**Prompt:** Show each line of the entries below that contains the word "dress", copying those lines unchanged.

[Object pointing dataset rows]
☆ ☆ ☆ ☆ ☆

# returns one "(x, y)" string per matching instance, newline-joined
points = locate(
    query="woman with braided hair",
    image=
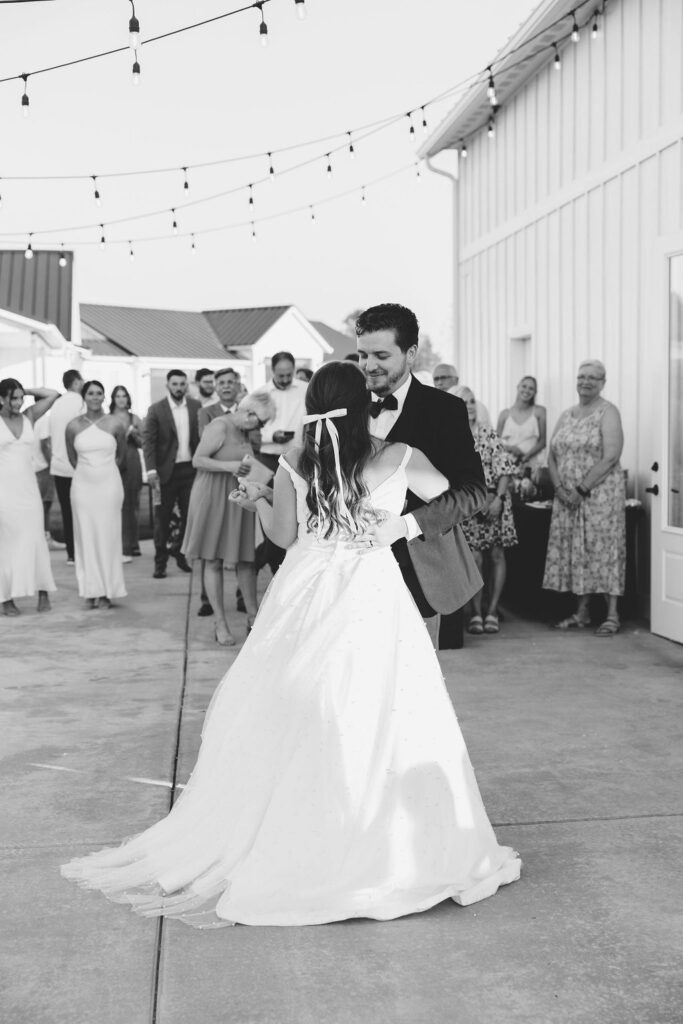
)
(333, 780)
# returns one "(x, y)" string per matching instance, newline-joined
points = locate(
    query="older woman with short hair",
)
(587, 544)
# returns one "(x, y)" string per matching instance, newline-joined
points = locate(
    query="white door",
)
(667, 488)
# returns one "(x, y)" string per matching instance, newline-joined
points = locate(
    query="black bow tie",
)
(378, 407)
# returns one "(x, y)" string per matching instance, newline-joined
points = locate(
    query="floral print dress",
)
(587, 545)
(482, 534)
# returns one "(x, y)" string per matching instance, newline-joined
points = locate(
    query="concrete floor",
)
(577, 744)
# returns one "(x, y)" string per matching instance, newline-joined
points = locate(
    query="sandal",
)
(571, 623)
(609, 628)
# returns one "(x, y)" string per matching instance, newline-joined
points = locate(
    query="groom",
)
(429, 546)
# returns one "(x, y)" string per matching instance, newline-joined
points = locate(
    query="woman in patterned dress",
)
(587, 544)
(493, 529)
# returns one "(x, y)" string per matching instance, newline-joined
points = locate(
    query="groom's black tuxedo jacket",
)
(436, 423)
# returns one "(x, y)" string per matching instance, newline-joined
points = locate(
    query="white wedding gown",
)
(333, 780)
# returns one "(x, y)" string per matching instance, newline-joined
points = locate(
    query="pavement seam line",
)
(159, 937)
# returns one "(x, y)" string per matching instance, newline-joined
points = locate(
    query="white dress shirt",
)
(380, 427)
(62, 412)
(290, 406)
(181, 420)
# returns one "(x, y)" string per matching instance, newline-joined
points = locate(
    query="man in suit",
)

☆ ☆ ☆ ☆ ☆

**Written solution:**
    query="floral print dress",
    query="woman in patterned dress",
    query="white dress shirt",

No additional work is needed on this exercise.